*Data shown*

━━━━━━━━━━━━━━━━━━━━━━━━━━━━━━

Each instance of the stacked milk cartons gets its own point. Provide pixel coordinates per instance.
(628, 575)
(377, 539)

━━━━━━━━━━━━━━━━━━━━━━━━━━━━━━

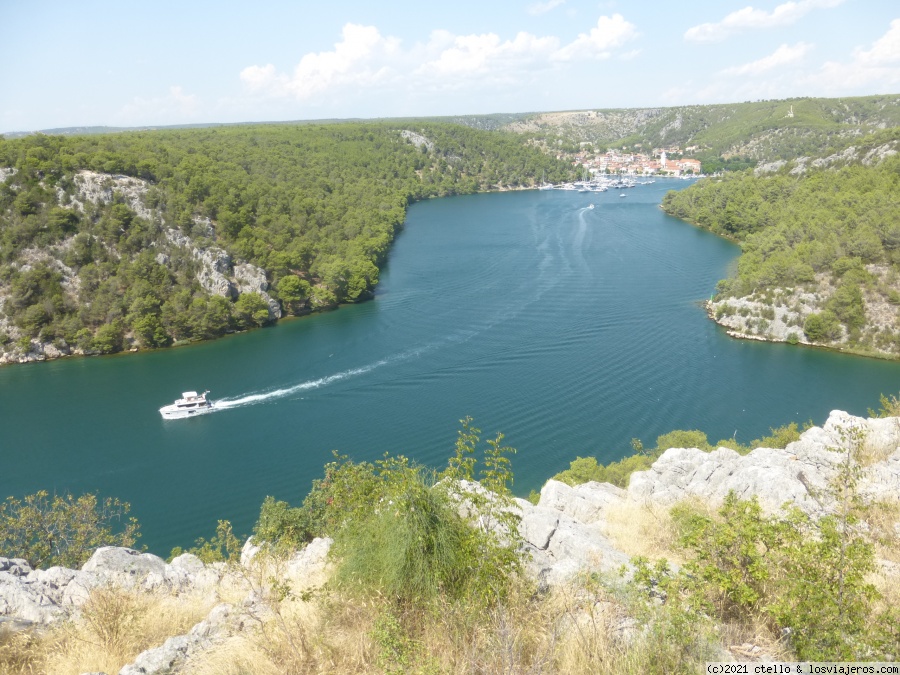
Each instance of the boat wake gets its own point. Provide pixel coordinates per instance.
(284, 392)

━━━━━━━━━━━━━━━━━━━━━━━━━━━━━━

*What you have to do*
Please display every line in the rows above that contains the string "point". Treat uppercase and lowercase as different.

*Answer*
Each instance of the stacked milk cartons gets its own point. Provide pixel coordinates per instance.
Each instance of the boat wake gets its own point. Provide pixel coordinates per instance.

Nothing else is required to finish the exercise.